Saved entries
※ ※ ※

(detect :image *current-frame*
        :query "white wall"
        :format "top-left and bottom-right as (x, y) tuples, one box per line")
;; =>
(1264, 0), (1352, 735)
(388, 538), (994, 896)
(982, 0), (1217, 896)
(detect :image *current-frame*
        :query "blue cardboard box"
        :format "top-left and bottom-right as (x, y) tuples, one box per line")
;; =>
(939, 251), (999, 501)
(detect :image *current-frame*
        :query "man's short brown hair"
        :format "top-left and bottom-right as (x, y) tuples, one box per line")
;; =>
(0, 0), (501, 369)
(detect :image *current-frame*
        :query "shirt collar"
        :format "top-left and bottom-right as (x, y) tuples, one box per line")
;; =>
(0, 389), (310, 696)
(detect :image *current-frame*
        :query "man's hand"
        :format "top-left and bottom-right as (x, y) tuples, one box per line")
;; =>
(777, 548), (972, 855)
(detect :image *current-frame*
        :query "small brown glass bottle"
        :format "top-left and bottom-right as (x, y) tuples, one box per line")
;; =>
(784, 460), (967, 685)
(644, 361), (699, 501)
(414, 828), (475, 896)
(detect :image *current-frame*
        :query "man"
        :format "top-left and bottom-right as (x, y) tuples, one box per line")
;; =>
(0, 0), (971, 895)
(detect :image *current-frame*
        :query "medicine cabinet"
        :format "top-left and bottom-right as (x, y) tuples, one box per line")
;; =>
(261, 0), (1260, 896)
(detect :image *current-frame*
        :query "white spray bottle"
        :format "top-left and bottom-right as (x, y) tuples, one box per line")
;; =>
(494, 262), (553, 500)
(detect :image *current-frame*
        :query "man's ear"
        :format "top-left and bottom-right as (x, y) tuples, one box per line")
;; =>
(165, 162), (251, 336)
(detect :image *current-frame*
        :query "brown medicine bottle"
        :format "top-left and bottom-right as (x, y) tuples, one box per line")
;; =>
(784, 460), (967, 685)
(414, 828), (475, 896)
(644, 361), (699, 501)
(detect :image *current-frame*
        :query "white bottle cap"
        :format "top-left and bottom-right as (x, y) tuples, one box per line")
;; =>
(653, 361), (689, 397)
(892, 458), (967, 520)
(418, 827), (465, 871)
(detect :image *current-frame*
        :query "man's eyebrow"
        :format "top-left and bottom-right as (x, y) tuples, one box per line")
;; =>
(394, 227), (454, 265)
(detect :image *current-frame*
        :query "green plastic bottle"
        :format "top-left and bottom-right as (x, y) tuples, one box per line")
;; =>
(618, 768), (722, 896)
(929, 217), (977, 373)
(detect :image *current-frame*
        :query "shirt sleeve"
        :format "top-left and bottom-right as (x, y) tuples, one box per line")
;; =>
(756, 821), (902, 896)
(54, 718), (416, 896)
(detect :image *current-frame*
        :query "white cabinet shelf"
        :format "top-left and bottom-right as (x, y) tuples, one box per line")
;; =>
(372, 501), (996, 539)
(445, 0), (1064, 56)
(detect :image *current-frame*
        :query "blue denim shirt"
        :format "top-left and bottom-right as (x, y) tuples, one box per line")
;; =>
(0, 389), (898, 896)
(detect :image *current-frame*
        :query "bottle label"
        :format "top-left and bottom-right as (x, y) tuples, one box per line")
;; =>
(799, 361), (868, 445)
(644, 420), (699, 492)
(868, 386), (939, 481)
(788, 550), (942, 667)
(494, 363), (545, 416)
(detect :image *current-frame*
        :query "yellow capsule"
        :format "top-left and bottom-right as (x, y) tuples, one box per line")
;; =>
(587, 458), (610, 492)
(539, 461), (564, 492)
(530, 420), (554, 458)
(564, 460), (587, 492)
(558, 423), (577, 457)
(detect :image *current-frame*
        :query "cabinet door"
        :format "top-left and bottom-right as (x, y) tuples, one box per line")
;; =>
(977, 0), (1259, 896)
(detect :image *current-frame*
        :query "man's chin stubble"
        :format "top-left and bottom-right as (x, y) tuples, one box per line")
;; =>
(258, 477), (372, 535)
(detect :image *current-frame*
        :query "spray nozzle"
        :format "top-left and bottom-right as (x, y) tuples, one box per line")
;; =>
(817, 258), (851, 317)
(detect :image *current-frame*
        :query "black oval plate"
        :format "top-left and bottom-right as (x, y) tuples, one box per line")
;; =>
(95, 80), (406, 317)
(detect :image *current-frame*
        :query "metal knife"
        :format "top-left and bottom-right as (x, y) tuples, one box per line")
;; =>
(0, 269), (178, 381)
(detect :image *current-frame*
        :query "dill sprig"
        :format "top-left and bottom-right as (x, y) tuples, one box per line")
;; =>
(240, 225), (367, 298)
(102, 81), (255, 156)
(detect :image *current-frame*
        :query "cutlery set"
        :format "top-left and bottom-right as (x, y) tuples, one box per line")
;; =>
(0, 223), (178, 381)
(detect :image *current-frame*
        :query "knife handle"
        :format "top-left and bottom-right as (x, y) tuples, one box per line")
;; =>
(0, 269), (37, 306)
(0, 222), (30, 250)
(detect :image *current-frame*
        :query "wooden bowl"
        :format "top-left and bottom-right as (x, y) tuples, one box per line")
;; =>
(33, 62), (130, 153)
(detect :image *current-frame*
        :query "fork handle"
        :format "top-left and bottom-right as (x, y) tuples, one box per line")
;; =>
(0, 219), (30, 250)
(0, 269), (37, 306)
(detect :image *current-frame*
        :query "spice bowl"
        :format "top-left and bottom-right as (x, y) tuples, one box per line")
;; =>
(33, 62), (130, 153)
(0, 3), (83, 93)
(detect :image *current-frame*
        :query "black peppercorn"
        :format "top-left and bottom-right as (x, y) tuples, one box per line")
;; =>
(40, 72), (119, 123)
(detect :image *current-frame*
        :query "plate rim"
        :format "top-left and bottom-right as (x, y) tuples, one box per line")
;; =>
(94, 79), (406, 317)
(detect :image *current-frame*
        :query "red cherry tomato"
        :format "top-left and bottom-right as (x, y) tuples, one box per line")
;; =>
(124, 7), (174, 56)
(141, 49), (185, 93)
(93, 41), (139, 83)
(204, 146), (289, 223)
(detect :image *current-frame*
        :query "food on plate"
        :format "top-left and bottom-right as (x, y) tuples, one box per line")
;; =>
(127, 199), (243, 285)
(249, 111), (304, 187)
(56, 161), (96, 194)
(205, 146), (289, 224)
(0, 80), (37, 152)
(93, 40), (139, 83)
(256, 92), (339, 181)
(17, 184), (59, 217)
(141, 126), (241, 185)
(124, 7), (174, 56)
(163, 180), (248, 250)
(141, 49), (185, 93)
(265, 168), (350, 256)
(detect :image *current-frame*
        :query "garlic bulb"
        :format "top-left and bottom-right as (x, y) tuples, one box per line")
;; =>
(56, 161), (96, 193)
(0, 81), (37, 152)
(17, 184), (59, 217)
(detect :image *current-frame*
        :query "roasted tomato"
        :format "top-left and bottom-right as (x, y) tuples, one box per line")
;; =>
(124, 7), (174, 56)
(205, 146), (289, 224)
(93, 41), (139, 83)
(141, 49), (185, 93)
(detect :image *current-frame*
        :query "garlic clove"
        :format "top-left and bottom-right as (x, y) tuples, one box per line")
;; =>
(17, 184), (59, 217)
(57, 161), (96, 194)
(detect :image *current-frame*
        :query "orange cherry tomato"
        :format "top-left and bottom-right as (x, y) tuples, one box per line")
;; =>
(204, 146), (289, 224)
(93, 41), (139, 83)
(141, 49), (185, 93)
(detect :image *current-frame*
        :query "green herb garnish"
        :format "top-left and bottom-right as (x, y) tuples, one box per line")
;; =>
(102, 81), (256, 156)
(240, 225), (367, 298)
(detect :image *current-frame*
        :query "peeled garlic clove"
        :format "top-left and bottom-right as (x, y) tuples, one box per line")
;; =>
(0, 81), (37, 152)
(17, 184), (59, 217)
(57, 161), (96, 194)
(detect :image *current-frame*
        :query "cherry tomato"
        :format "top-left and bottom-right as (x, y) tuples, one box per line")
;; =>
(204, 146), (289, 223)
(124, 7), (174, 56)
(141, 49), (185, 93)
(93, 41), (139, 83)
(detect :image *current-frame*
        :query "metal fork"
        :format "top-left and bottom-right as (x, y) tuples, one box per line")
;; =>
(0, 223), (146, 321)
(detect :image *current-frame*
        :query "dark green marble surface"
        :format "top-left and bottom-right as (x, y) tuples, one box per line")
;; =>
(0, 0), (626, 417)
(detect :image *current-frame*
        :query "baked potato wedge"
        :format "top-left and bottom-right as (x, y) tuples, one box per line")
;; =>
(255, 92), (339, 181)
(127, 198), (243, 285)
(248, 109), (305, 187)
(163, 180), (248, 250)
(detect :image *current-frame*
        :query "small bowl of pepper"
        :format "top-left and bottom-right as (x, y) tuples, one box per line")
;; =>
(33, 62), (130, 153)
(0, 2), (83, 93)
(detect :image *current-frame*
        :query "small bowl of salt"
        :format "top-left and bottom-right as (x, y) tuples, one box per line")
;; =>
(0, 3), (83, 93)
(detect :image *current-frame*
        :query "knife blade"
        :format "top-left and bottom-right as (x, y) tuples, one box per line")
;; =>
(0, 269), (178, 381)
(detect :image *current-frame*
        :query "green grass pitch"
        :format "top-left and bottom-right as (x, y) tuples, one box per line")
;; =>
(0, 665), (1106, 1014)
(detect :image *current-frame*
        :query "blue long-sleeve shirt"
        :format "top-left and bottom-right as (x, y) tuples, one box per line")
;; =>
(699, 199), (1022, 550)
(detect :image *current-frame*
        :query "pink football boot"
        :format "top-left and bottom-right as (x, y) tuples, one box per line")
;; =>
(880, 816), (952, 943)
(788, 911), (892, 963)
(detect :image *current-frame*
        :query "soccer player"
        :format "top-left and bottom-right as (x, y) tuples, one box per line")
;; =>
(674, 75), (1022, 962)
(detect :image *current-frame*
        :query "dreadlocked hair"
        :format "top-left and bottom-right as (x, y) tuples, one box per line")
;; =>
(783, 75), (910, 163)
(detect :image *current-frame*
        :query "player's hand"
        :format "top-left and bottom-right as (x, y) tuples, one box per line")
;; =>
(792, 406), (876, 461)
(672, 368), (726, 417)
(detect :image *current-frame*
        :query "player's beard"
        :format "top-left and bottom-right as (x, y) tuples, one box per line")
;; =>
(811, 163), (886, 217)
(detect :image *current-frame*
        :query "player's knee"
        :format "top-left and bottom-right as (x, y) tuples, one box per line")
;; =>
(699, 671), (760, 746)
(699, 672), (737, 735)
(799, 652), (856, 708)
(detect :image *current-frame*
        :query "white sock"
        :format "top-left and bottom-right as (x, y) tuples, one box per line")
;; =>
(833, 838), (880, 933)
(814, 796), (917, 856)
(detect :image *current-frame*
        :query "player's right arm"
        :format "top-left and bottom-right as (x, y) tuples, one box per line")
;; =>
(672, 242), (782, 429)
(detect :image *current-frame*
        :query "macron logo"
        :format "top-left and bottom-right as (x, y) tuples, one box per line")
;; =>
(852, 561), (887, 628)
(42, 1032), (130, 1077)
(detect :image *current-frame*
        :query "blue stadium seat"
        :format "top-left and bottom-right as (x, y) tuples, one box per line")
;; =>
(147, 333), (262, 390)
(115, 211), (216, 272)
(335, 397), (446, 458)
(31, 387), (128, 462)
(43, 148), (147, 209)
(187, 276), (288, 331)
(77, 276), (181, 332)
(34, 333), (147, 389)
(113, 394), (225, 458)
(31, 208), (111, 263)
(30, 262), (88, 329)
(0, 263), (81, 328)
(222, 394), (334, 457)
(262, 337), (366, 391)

※ ※ ※

Could you rewrite the data, starting at the beginning and ending with the line that contains "(982, 0), (1217, 896)", renaming "white wall" to "pale wall" and leaving everything else unchanged?

Solution to this task:
(detect :image *current-frame*
        :query "pale wall"
        :format "top-left and bottom-right as (x, y) tuples, one box per line")
;; =>
(1264, 0), (1352, 735)
(388, 538), (994, 896)
(982, 0), (1217, 896)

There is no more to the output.